**Reading passage:**
·····

Oddly enough, my first acute impulse toward writing came from teaching it. When I left college, the most obvious way to earn my living was to teach Latin, and out of that fact came a chain of experiences that was to bind me at last to writing as my profession. Along with Latin, I was also teaching English. The contrast in the response of my pupils was illuminating. No matter how conscientiously I prodded the corpse, Latin remained, for those growing girls, a dead language by which they refused

to be contaminated. Of course, the approach to the Roman tongue had been softened considerably in the decade since my own induction. In my halcyon adolescence we were first immersed in Latin grammar for three months, and then bayoneted at once into Cæsar, with no choice but to advance or perish. When I came to teach Latin, however, we stole on it softly, by means of a gentle little textbook so disarming as to be alarming, for how could you help being afraid of rules that had to be approached so surreptitiously? Latin both for my pupils and for me proved a bore, but those same pupils, the instant they entered their own home tongue, whether reading it or writing it, chirruped at once with joyous outpourings. We gamboled together, the girls and I. I forthwith resolved to teach English, and English only, and for six years I did, and loved it so well that almost I might be doing it still. Almost!

The sequence by which teaching English led to writing was quite natural. It was manifestly unfair to ask my pupils to do something I had not first done myself—like giving a cook a recipe for making bread instead of showing her with your own two hands. Presently I got so excited over my own recipes for writing before they were offered to my pupils that I began to question seriously which I really preferred, to teach other people to write or to write myself. I took a position that allowed me part time for my own writing, and so my indecision between the two courses got worse and worse year by year, until a watching friend rescued me. ‘When you are teaching,’ she asked, ‘are n’t you always wanting to stop and write?’

‘Yes.’

‘When you are writing, do you ever want to stop and teach?’

‘Never!’

Thus encouraged, I cut loose from the schoolroom and set out to be a free lance, but cannily, not until my earnings through writing had for three years equaled those through teaching. The road to a literary livelihood looked promising enough. But it was n’t. It never has been. In this, my first retrospect, I see that disappointment should be the key word for a trail forty years long. If, looking back, I made a chart of this path, it would show recurrent peaks of hope, followed by sinking spells. Somehow I would always bob up again, no matter what happened. ‘Next time!’ I would say to myself. ‘Next book! ’ And on I’d go.

·····

[Stored data entries]

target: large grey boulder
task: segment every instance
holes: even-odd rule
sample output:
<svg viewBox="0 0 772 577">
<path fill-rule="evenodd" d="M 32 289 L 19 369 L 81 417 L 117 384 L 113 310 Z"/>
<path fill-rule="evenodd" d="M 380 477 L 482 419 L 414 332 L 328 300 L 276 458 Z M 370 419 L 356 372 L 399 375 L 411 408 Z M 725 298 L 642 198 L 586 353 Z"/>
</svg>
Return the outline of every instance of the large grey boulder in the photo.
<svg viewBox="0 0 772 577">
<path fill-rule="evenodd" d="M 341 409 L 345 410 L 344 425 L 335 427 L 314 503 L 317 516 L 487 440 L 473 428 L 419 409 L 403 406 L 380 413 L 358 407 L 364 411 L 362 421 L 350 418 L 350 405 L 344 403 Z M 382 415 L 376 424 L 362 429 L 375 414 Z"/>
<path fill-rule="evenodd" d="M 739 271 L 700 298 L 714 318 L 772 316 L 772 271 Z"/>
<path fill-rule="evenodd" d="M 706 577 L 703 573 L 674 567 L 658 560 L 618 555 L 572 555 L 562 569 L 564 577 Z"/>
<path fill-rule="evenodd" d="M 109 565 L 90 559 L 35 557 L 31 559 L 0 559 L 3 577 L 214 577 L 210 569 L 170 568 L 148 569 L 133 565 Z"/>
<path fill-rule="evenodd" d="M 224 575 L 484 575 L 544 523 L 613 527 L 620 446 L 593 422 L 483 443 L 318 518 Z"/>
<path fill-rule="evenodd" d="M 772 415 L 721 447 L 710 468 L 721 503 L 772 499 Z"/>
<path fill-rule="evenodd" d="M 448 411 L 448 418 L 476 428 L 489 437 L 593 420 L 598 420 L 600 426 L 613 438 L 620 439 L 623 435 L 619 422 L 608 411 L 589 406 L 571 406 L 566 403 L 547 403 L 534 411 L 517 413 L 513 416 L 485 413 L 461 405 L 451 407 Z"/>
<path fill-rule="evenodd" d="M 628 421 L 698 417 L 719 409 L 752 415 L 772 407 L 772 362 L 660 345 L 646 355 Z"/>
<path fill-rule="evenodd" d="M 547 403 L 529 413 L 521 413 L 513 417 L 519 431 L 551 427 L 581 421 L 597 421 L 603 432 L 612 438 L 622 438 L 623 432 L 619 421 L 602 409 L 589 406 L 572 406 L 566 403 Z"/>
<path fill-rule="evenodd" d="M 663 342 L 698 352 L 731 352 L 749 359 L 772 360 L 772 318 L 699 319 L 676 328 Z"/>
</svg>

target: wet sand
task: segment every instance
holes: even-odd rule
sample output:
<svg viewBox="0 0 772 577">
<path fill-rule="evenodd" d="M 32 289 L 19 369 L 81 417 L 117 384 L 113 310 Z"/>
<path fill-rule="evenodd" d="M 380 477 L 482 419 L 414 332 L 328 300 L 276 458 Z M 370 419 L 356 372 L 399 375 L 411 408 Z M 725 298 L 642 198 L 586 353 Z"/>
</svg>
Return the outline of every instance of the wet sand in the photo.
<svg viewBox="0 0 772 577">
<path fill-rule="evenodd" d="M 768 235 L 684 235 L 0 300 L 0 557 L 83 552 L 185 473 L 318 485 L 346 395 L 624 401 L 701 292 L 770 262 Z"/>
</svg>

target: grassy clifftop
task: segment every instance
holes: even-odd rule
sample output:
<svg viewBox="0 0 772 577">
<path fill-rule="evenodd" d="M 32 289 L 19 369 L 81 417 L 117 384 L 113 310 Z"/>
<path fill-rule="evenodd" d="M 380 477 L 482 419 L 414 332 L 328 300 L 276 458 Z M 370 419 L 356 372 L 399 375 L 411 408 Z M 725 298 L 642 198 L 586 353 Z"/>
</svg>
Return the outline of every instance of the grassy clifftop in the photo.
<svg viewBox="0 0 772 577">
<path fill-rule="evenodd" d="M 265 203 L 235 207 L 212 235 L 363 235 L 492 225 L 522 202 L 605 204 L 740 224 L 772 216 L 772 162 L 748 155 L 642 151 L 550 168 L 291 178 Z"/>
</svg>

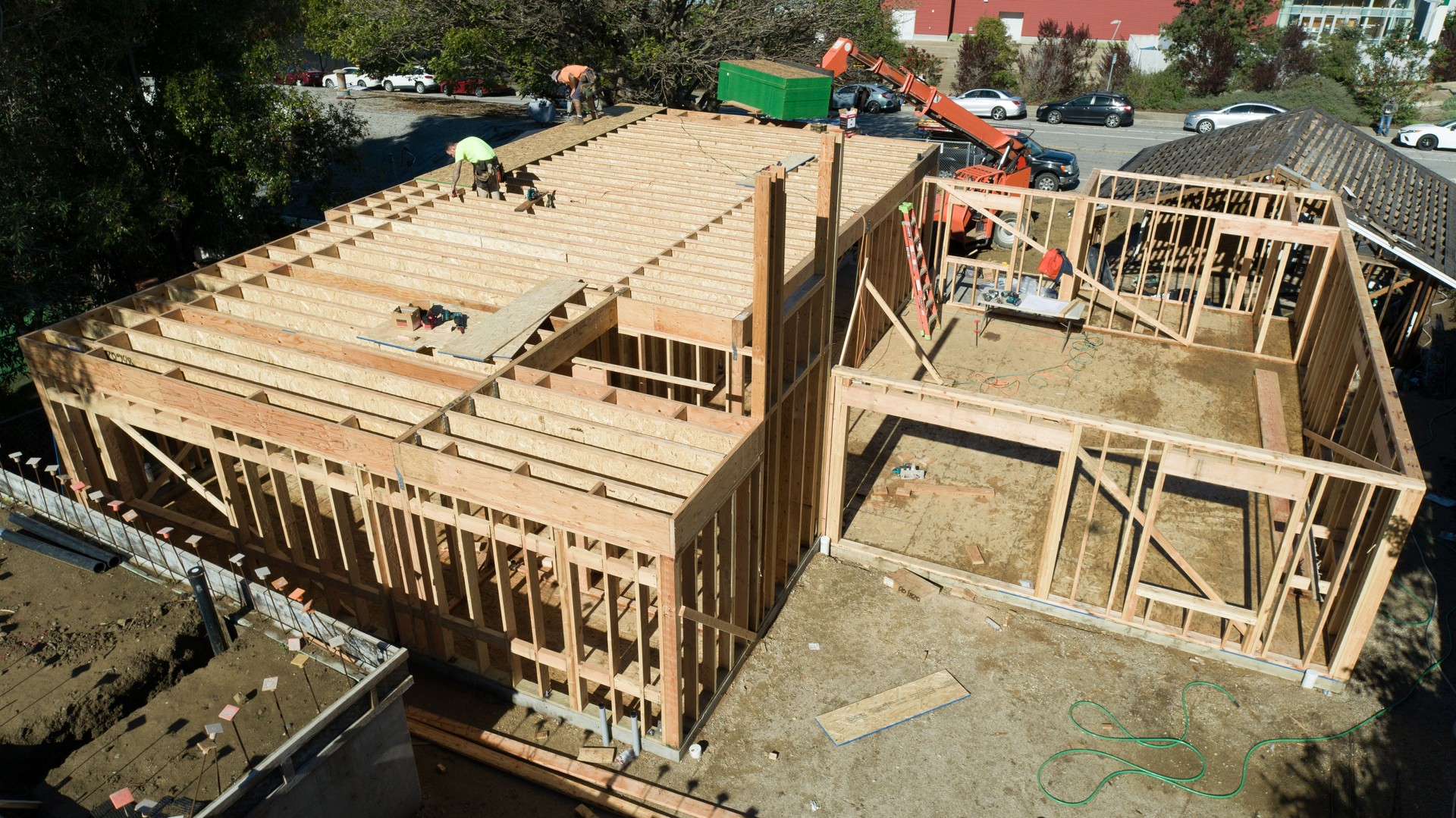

·····

**Task set:**
- A) Condense the paragraph of the passage about teaching and writing that begins "The sequence by which teaching English led to writing" into a short bulleted list that keeps its main facts.
- B) From the passage about teaching and writing, output the text starting with "Thus encouraged, I" and going on through "And on I’d go.".

**Per-task answers:**
- A)
- Teaching English led naturally to writing.
- Asking pupils to do something the teacher had not first done seemed unfair, like handing a cook a bread recipe instead of showing her by hand.
- Working out writing "recipes" before giving them to pupils became so exciting that the choice between teaching writing and writing itself grew uncertain.
- A position allowing part time for writing only made the indecision worse each year.
- A watching friend settled it by asking whether, while teaching, the urge was always to stop and write.

- B)
Thus encouraged, I cut loose from the schoolroom and set out to be a free lance, but cannily, not until my earnings through writing had for three years equaled those through teaching. The road to a literary livelihood looked promising enough. But it was n’t. It never has been. In this, my first retrospect, I see that disappointment should be the key word for a trail forty years long. If, looking back, I made a chart of this path, it would show recurrent peaks of hope, followed by sinking spells. Somehow I would always bob up again, no matter what happened. ‘Next time!’ I would say to myself. ‘Next book! ’ And on I’d go.